══ Material for this exercise ══

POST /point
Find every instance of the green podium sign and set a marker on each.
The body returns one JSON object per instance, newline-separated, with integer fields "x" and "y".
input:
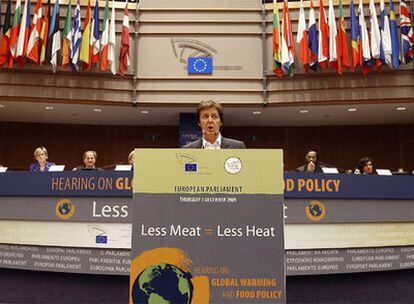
{"x": 207, "y": 227}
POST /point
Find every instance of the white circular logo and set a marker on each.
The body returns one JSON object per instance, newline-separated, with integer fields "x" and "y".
{"x": 233, "y": 165}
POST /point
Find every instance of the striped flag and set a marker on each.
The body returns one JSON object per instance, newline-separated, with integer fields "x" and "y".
{"x": 76, "y": 39}
{"x": 67, "y": 36}
{"x": 105, "y": 38}
{"x": 112, "y": 41}
{"x": 386, "y": 50}
{"x": 44, "y": 33}
{"x": 342, "y": 45}
{"x": 85, "y": 53}
{"x": 23, "y": 34}
{"x": 94, "y": 41}
{"x": 365, "y": 52}
{"x": 375, "y": 35}
{"x": 355, "y": 38}
{"x": 277, "y": 46}
{"x": 334, "y": 61}
{"x": 313, "y": 39}
{"x": 124, "y": 61}
{"x": 302, "y": 38}
{"x": 288, "y": 44}
{"x": 54, "y": 34}
{"x": 407, "y": 34}
{"x": 5, "y": 39}
{"x": 15, "y": 33}
{"x": 323, "y": 39}
{"x": 395, "y": 45}
{"x": 33, "y": 45}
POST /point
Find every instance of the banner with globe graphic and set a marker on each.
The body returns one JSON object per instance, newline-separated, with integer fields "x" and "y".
{"x": 207, "y": 227}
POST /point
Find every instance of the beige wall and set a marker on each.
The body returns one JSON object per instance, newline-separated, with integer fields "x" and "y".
{"x": 231, "y": 32}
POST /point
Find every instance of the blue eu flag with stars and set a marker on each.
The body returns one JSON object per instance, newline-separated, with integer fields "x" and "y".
{"x": 200, "y": 65}
{"x": 190, "y": 167}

═══

Required work:
What is needed here is an exact transcription of every record above, with images excluded.

Response:
POST /point
Find every instance of the green podium sign and set a marker on each.
The body returns one JSON object per instance, newline-separated, with integer fields "x" and "y".
input:
{"x": 207, "y": 227}
POST /point
Find every instance of the white circular logo and set a marker on each.
The body returns one JSON object per instance, newline-separated, with integer fields "x" and "y".
{"x": 233, "y": 165}
POST /point
Find every instance of the striped flag and set a marker on each.
The body returns one JSON object per instance, newline-separated, with integer fields "x" and "y".
{"x": 76, "y": 39}
{"x": 67, "y": 36}
{"x": 105, "y": 38}
{"x": 112, "y": 41}
{"x": 386, "y": 50}
{"x": 44, "y": 33}
{"x": 342, "y": 45}
{"x": 85, "y": 53}
{"x": 23, "y": 34}
{"x": 94, "y": 41}
{"x": 365, "y": 52}
{"x": 375, "y": 35}
{"x": 355, "y": 38}
{"x": 277, "y": 46}
{"x": 334, "y": 61}
{"x": 313, "y": 39}
{"x": 124, "y": 61}
{"x": 302, "y": 38}
{"x": 288, "y": 44}
{"x": 54, "y": 34}
{"x": 407, "y": 34}
{"x": 5, "y": 39}
{"x": 15, "y": 33}
{"x": 323, "y": 39}
{"x": 395, "y": 45}
{"x": 33, "y": 45}
POST /point
Find every instance of the banner with globe graphic and set a marker on each.
The body returns one JSON object per instance, newline-separated, with integer fields "x" and "y".
{"x": 207, "y": 227}
POST /point
Find every instance of the beige wall and set a marker on each.
The body returns one JSON object per instance, newline-separated, with integer fields "x" and "y".
{"x": 231, "y": 32}
POST /point
Find every instance of the blue eu flag with stars and set a marker on each.
The body returns one JSON object per instance, newline-separated, with integer fields "x" and "y".
{"x": 200, "y": 65}
{"x": 190, "y": 167}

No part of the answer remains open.